Ronald M. Brooke v. Commissioner., United States Tax Court - Memorandum Decision, T.C. Memo. 2000-194, Docket No. 15401-97., Filed June 28, 2000


Ronald M. Brooke v. Commissioner.

United States Tax Court - Memorandum Decision

T.C. Memo. 2000-194

Docket No. 15401-97.

Filed June 28, 2000.

Ronald M. Brooke, pro se. Stephen R. Takeuchi and Robert S. Bloink, for the respondent.


GERBER, Judge. Respondent determined a deficiency in petitioner's 1992 Federal income tax of $12,186, a penalty pursuant to section 6662(a) 1 of $2,437.20, and a late-filing addition pursuant to section 6651(a)(1) of $3,046.50. The primary issues for our consideration are whether petitioner is subject to the alternative minimum tax (AMT), and whether he was negligent when he failed to calculate the AMT on his 1992 Federal income tax return. Petitioner also challenges the late-filing penalty determined by respondent.


1 Unless otherwise stated, all section references are to the Internal Revenue Code in effect for the taxable year in issue.



The stipulation of facts and the exhibits attached thereto are incorporated herein by this reference.

#### Data lines:
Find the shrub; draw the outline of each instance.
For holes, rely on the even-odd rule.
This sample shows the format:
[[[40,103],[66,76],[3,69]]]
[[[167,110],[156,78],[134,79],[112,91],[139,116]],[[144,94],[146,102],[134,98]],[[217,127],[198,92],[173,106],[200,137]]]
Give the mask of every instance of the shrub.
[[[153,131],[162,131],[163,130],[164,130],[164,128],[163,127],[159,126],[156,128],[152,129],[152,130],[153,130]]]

#### Exercise instructions:
Can you transcribe the Tax Court memorandum decision above in full, word for word?

#### Completed task:
Ronald M. Brooke v. Commissioner., United States Tax Court - Memorandum Decision, T.C. Memo. 2000-194, Docket No. 15401-97., Filed June 28, 2000


Ronald M. Brooke v. Commissioner.

United States Tax Court - Memorandum Decision

T.C. Memo. 2000-194

Docket No. 15401-97.

Filed June 28, 2000.

Ronald M. Brooke, pro se. Stephen R. Takeuchi and Robert S. Bloink, for the respondent.


GERBER, Judge. Respondent determined a deficiency in petitioner's 1992 Federal income tax of $12,186, a penalty pursuant to section 6662(a) 1 of $2,437.20, and a late-filing addition pursuant to section 6651(a)(1) of $3,046.50. The primary issues for our consideration are whether petitioner is subject to the alternative minimum tax (AMT), and whether he was negligent when he failed to calculate the AMT on his 1992 Federal income tax return. Petitioner also challenges the late-filing penalty determined by respondent.


1 Unless otherwise stated, all section references are to the Internal Revenue Code in effect for the taxable year in issue.



The stipulation of facts and the exhibits attached thereto are incorporated herein by this reference.